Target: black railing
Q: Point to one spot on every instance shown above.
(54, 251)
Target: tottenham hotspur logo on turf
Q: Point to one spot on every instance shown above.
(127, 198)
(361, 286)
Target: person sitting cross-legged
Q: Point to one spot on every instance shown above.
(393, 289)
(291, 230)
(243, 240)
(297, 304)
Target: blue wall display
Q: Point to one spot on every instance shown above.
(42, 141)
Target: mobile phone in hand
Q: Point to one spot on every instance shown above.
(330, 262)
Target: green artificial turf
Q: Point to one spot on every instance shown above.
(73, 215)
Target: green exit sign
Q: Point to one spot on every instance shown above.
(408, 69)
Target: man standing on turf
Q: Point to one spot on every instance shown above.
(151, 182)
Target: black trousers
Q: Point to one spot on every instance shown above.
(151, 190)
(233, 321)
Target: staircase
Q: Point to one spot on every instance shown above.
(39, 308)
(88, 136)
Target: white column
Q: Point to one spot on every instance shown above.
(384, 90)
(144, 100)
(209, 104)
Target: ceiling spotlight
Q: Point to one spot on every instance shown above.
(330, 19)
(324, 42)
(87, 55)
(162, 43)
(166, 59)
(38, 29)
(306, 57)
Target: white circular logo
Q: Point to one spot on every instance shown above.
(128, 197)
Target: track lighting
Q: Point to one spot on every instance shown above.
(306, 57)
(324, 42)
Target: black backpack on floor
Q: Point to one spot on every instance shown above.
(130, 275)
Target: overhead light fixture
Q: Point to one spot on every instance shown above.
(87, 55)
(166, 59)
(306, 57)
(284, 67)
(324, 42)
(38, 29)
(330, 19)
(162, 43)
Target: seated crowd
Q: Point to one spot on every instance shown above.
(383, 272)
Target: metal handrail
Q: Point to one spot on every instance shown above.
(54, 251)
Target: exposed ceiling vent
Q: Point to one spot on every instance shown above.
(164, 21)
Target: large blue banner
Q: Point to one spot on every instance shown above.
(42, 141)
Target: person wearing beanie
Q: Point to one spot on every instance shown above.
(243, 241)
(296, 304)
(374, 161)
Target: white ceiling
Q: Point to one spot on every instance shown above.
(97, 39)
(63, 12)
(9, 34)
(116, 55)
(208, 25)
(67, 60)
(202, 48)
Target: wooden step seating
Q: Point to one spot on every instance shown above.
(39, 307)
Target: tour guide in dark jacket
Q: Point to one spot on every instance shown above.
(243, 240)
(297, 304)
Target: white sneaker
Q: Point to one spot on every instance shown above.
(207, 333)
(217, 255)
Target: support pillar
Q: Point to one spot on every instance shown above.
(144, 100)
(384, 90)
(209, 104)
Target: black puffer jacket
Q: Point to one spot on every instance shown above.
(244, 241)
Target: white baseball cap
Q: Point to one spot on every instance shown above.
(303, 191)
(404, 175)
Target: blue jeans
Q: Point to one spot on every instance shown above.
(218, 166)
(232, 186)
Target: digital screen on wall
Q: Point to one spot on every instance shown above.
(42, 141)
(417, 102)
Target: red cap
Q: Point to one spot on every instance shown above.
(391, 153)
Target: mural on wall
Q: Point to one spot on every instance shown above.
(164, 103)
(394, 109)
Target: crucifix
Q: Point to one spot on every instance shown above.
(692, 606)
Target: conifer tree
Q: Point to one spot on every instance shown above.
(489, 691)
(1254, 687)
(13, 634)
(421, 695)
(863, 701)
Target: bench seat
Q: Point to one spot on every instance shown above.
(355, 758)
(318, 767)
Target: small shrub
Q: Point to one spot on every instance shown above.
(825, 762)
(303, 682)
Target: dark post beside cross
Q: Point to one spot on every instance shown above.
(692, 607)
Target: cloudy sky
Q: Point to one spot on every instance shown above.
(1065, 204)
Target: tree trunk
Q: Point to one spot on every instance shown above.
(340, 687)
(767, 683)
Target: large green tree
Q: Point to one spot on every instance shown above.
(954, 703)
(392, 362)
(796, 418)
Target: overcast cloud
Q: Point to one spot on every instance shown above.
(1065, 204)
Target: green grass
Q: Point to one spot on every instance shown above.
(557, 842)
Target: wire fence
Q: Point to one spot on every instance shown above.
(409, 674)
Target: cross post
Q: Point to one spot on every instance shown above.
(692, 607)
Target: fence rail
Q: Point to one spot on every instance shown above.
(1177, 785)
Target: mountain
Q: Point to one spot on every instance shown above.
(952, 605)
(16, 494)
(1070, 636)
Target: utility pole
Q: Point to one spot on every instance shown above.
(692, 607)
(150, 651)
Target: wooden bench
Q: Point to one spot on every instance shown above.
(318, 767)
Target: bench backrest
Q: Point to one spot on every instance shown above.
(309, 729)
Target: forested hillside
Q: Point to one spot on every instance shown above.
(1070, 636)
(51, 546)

● ● ● ● ●

What you should do » Can you quote every line verbatim, starting at the line that contains "Target: green grass" and ending at the last line of the records, with both of those lines included?

Response to this exercise »
Target: green grass
Q: Point to one spot on every instance shown above.
(557, 842)
Target: wire fence
Q: Point to one spot on every instance shown above.
(409, 674)
Target: cross post
Q: Point to one spot on every instance shown above.
(692, 607)
Target: fence rail
Q: Point to one spot on every instance shown above.
(1177, 785)
Target: mountain
Q: Point to one spot on every instance shown above.
(952, 605)
(16, 494)
(1070, 636)
Target: utility pole
Q: Point to one spot on every instance shown above.
(692, 607)
(150, 651)
Target: wooden bench
Q: Point to one spot on every instance shown above.
(318, 767)
Target: bench backrest
Q: Point to one spot on every instance shown above.
(309, 729)
Target: forested hillside
Q: Point to one spot on every instance shown above.
(1070, 636)
(51, 546)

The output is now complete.